● **KURZE AUFGABE A**
Kannst du den Absatz im Dokument unten, der mit „Besorgnisse ob der japanischen Kriegserfolge“ beginnt, knapper fassen und dabei seine wesentlichen Aussagen beibehalten?

━━ DOKUMENT

Oh, eine Verschwörungstheorie? :winke:
Lecker, mmmh
Noch dazu von einem Tirpitz.
Besorgnisse ob der japanischen Kriegserfolge bis Ende 1894 sind nachweislich zunächst in Großbritannien und in Rußland aufgekommen. ...und die Russen sahen sich spätestens seit der Jahreswende in ihren ureigensten Interessen berührt.
Einspruch, Euer Ehren. Statt von einer Gefahr würde ich von einer Perspektive für Großbritannien sprechen, sofern man den Konflikt gemäßigt abwickeln könnte:
Am 16. Juli 1894 wurde das weitreichende Handelsabkommen JP/GB (Aoki-Kimberley) unterzeichnet. Dabei hatte man aktuell mehr Handelsinteressen in China als alle anderen Mächte zusammen. Bereits am 28.
Juni 1894 wurde Japan von GB in Kenntnis gesetzt, dass chinesisch-russische Kontakte vorhanden seien, um das "Korea-Problem" - natürlich gegen Japan - zu lösen. JP wurde zur Mäßigung angehalten, bei einem Konflikt mit China würde Rußland allein profitieren ("in which russia will be the only gainer").

━━━━

● **KURZE AUFGABE B**
Welche Zeilen der Einträge unten enthalten das Wort „line“? Suche sie heraus und gib jede davon vollständig wieder.

━━ EINTRÄGE

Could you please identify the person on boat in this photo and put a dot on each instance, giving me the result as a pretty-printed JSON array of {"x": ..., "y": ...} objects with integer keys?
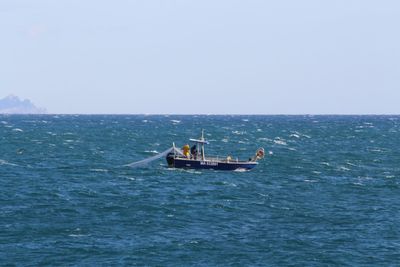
[
  {"x": 193, "y": 151},
  {"x": 186, "y": 152}
]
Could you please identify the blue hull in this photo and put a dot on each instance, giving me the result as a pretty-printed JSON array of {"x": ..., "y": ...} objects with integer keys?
[{"x": 215, "y": 165}]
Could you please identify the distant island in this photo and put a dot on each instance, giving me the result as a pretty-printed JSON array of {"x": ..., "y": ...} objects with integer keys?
[{"x": 14, "y": 105}]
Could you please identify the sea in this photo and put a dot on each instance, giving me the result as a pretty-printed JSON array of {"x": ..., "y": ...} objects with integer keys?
[{"x": 327, "y": 192}]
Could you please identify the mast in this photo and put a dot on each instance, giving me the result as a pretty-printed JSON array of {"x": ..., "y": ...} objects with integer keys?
[{"x": 202, "y": 144}]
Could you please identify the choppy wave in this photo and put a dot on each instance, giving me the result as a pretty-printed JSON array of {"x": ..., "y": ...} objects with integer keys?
[{"x": 327, "y": 184}]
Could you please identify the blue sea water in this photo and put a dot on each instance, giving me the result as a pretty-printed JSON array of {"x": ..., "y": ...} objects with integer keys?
[{"x": 327, "y": 193}]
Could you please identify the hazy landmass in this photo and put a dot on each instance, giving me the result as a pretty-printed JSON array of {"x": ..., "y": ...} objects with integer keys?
[{"x": 14, "y": 105}]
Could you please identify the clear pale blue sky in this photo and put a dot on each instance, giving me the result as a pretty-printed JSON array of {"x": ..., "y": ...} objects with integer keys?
[{"x": 225, "y": 56}]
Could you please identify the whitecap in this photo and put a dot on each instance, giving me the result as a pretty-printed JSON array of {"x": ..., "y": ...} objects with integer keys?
[
  {"x": 4, "y": 162},
  {"x": 238, "y": 132},
  {"x": 152, "y": 151},
  {"x": 98, "y": 170},
  {"x": 280, "y": 142}
]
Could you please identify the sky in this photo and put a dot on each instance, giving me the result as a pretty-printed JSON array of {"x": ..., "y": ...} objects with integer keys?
[{"x": 202, "y": 57}]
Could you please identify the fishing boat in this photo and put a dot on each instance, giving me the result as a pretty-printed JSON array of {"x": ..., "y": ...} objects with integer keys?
[{"x": 194, "y": 157}]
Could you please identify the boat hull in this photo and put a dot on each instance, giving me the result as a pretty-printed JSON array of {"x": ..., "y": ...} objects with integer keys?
[{"x": 206, "y": 164}]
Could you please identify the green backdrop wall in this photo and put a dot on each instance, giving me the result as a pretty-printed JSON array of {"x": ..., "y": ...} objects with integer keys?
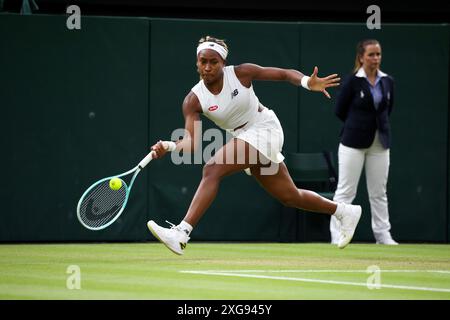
[{"x": 79, "y": 105}]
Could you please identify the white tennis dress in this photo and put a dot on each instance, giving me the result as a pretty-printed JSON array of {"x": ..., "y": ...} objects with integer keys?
[{"x": 237, "y": 105}]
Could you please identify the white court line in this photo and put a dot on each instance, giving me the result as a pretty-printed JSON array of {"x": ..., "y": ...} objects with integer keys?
[
  {"x": 242, "y": 275},
  {"x": 322, "y": 271}
]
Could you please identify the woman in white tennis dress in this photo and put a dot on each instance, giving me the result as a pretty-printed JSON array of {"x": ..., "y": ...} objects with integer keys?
[{"x": 225, "y": 95}]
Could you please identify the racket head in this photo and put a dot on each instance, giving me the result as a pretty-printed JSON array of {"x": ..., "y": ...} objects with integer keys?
[{"x": 100, "y": 206}]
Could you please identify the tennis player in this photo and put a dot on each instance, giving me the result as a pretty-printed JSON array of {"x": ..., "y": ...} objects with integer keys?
[{"x": 225, "y": 95}]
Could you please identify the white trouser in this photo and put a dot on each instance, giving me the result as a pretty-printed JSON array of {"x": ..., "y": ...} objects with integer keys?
[{"x": 376, "y": 162}]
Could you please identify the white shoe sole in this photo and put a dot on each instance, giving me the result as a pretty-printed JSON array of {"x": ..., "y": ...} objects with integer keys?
[{"x": 151, "y": 226}]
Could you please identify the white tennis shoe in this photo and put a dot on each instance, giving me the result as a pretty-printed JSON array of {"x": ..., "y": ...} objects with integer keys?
[
  {"x": 387, "y": 240},
  {"x": 174, "y": 238},
  {"x": 349, "y": 221}
]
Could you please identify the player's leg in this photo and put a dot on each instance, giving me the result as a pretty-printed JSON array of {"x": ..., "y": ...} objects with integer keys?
[
  {"x": 281, "y": 186},
  {"x": 232, "y": 157}
]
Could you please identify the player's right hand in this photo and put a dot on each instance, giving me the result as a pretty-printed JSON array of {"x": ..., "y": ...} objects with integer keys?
[{"x": 159, "y": 149}]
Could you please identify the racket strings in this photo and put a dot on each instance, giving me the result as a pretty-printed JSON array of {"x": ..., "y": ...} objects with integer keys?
[{"x": 102, "y": 204}]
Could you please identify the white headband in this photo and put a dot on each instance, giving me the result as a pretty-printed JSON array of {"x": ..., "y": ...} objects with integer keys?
[{"x": 213, "y": 46}]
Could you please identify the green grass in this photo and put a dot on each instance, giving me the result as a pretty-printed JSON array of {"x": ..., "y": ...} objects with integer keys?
[{"x": 150, "y": 271}]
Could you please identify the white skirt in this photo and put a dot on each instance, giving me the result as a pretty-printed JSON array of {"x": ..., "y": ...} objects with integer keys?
[{"x": 265, "y": 134}]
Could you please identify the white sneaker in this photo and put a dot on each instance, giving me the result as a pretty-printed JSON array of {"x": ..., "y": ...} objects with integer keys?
[
  {"x": 174, "y": 238},
  {"x": 349, "y": 221},
  {"x": 387, "y": 240}
]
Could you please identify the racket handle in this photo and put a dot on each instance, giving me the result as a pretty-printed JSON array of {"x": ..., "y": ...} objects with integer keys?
[{"x": 147, "y": 159}]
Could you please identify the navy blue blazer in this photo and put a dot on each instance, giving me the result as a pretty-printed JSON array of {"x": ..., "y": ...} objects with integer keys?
[{"x": 356, "y": 109}]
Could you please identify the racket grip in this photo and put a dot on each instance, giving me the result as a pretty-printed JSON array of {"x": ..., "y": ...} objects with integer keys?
[{"x": 147, "y": 159}]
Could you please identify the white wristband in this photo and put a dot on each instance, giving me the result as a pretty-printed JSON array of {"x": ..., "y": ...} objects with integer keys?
[
  {"x": 304, "y": 82},
  {"x": 169, "y": 145}
]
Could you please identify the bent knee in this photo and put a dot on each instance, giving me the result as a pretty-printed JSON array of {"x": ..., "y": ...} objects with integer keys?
[{"x": 212, "y": 171}]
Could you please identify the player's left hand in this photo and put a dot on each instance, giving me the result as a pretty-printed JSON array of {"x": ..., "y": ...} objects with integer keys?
[{"x": 321, "y": 84}]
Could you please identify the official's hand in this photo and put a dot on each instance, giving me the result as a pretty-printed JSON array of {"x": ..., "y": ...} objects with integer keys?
[{"x": 321, "y": 84}]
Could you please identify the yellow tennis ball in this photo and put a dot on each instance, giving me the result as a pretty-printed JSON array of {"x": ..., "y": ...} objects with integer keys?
[{"x": 115, "y": 183}]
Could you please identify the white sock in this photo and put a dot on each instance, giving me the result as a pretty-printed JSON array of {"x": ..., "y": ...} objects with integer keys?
[
  {"x": 339, "y": 210},
  {"x": 186, "y": 227}
]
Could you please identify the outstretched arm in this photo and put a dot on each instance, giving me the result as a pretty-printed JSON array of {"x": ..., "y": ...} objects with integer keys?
[{"x": 248, "y": 72}]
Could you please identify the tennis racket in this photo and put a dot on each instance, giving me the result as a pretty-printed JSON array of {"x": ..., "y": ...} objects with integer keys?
[{"x": 100, "y": 206}]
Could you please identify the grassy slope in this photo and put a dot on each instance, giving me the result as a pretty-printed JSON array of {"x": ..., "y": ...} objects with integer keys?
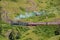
[{"x": 13, "y": 8}]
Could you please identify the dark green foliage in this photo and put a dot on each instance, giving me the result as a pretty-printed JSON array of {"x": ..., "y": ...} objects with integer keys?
[
  {"x": 51, "y": 15},
  {"x": 28, "y": 39},
  {"x": 14, "y": 0},
  {"x": 11, "y": 36},
  {"x": 1, "y": 30},
  {"x": 23, "y": 9}
]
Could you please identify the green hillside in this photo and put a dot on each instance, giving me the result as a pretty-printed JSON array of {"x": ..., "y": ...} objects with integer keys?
[{"x": 49, "y": 11}]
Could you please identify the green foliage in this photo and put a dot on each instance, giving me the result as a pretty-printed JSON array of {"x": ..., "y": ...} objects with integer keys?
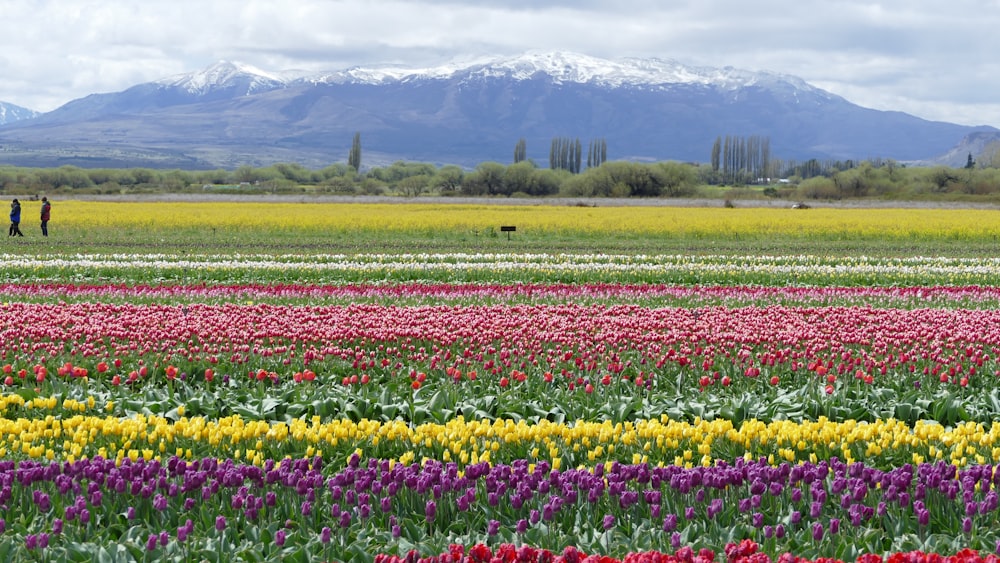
[{"x": 354, "y": 157}]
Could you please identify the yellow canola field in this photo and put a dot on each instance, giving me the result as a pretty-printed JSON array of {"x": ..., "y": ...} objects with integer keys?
[
  {"x": 660, "y": 442},
  {"x": 437, "y": 217}
]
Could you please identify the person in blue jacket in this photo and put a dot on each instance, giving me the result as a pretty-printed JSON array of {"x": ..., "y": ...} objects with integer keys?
[{"x": 15, "y": 219}]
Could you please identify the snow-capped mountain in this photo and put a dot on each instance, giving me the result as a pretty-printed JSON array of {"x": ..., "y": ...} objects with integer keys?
[
  {"x": 9, "y": 113},
  {"x": 466, "y": 113},
  {"x": 226, "y": 75},
  {"x": 563, "y": 67}
]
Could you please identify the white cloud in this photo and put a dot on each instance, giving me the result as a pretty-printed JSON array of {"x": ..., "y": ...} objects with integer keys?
[{"x": 925, "y": 57}]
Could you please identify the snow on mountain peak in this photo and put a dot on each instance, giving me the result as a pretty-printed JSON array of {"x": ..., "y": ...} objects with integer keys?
[
  {"x": 560, "y": 66},
  {"x": 564, "y": 66},
  {"x": 223, "y": 74}
]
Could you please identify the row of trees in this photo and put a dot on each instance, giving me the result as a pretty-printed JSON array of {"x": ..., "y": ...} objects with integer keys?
[
  {"x": 742, "y": 160},
  {"x": 735, "y": 161}
]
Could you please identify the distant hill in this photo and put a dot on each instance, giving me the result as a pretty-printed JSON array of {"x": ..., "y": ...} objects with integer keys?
[{"x": 230, "y": 115}]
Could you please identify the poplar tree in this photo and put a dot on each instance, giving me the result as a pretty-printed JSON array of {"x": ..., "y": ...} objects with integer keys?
[
  {"x": 354, "y": 157},
  {"x": 520, "y": 151}
]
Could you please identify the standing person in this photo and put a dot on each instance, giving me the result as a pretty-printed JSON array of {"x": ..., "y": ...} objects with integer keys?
[
  {"x": 15, "y": 219},
  {"x": 46, "y": 211}
]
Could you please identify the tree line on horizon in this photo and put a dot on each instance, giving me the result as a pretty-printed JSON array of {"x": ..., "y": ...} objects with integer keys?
[{"x": 738, "y": 166}]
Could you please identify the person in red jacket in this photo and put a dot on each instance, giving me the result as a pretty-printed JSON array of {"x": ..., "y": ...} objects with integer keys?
[{"x": 46, "y": 211}]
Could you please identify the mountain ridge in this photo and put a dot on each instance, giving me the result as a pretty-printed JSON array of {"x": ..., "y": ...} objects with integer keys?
[{"x": 230, "y": 114}]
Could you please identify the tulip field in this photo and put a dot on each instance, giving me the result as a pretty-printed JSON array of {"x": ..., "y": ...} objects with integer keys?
[{"x": 281, "y": 400}]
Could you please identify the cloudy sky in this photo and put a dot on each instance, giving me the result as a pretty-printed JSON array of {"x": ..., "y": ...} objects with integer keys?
[{"x": 937, "y": 60}]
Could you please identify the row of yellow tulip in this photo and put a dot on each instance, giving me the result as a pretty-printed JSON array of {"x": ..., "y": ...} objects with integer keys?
[
  {"x": 67, "y": 435},
  {"x": 428, "y": 217}
]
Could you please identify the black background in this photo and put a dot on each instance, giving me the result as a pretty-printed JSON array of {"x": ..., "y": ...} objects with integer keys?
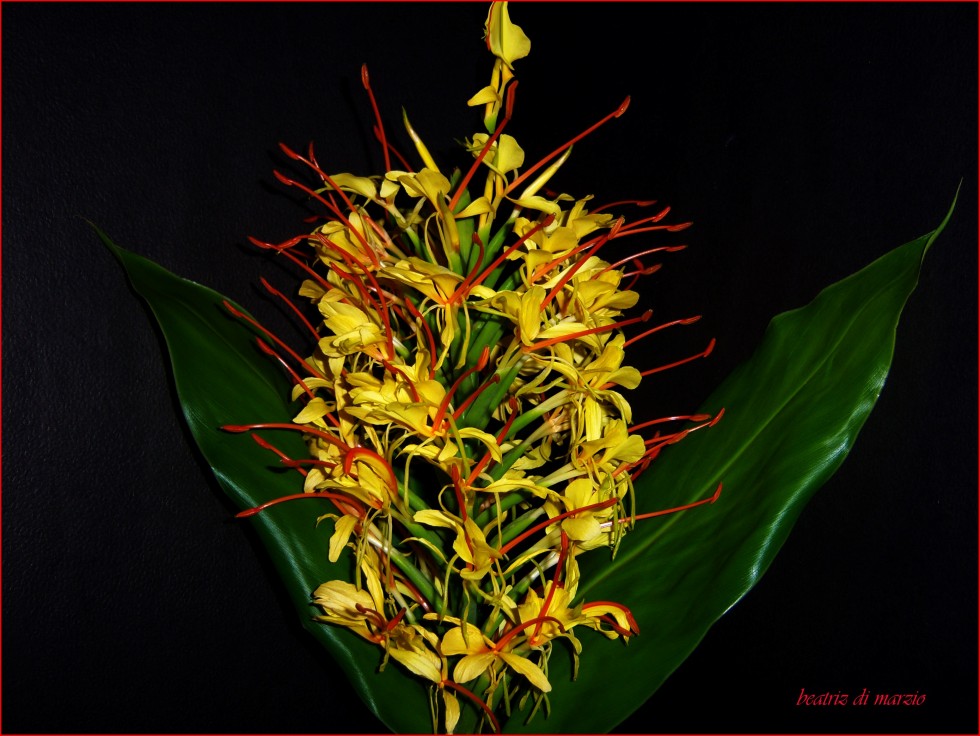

━━━━

● **FERTIGE ANTWORT A**
Sorgen über Japans Kriegserfolge bis Ende 1894 kamen nachweislich zuerst in Großbritannien und Russland auf. Die Russen sahen ihre ureigensten Interessen spätestens seit der Jahreswende berührt.

● **FERTIGE ANTWORT B**
Could you please identify the white court line in this photo and put a dot on each instance, giving me the result as a pretty-printed JSON array of {"x": ..., "y": ...} objects with integer keys?
Could you please identify the tree line on horizon in this photo and put a dot on each instance, giving me the result as a pretty-printed JSON array of {"x": ..., "y": ...} objects with integer keys?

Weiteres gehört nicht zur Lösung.